Task to complete = Render as a numbered list the lines from the one containing "Note: point at the carved face" through the end of the rows below, leaving out any blank lines.

Material for the task =
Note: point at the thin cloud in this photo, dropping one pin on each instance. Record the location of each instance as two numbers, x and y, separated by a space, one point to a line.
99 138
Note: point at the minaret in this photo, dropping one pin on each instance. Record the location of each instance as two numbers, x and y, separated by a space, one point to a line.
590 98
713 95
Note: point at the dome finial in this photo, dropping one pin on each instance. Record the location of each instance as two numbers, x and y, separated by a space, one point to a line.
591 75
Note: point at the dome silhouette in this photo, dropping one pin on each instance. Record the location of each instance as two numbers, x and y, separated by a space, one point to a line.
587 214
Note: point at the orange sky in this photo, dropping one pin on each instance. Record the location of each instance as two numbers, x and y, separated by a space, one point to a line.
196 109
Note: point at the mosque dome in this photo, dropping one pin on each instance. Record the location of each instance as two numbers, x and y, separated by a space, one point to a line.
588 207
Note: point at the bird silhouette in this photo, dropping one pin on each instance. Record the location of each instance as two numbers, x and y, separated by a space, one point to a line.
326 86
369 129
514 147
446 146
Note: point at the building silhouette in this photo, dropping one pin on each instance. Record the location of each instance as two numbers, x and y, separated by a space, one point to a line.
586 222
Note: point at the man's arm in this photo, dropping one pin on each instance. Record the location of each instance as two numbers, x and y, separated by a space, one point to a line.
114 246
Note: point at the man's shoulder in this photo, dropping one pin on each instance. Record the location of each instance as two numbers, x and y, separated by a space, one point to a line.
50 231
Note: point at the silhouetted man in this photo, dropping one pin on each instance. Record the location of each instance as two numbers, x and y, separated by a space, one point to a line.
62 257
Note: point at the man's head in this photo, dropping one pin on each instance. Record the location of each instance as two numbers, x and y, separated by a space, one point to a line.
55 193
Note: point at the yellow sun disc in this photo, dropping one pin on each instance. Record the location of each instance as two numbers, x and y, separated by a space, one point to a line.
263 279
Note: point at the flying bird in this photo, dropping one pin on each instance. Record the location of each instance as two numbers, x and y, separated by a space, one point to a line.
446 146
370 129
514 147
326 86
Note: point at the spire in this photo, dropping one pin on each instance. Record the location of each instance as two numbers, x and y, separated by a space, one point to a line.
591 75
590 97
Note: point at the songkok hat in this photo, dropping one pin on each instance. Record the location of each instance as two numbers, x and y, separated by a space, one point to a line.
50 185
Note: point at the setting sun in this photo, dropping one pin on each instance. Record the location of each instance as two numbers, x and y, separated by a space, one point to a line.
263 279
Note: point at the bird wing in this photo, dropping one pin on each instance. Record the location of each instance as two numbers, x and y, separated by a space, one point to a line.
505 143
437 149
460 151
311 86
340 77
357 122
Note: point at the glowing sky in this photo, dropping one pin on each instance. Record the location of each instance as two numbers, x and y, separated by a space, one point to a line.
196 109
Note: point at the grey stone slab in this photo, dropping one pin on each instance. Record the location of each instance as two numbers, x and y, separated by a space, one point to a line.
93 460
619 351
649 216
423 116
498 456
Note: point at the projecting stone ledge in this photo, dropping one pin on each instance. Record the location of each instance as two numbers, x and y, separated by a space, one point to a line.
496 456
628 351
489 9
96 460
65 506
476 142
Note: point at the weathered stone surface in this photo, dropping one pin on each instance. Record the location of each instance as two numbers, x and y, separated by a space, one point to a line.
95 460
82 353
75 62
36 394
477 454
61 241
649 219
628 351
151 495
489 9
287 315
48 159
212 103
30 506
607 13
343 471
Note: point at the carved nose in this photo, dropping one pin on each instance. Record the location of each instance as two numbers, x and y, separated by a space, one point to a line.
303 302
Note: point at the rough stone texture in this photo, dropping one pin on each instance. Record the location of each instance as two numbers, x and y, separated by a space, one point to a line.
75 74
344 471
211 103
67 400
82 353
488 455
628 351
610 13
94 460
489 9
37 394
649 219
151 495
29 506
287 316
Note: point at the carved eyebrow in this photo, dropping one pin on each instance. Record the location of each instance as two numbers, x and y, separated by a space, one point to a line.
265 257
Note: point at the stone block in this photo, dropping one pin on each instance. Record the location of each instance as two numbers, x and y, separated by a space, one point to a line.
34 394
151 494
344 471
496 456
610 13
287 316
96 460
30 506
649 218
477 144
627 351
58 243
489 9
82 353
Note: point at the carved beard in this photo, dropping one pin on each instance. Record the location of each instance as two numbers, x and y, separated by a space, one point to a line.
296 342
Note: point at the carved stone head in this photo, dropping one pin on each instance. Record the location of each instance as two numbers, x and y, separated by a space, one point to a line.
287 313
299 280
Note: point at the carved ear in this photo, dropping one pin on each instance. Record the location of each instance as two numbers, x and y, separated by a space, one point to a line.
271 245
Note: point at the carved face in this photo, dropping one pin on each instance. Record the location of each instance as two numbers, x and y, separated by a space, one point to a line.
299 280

Answer below =
1. Note: point at the carved face in this photo, dropping one pin on each instance. Record the location of each instance as two numbers, x and y, separated by a space, one point to a line.
2. 299 280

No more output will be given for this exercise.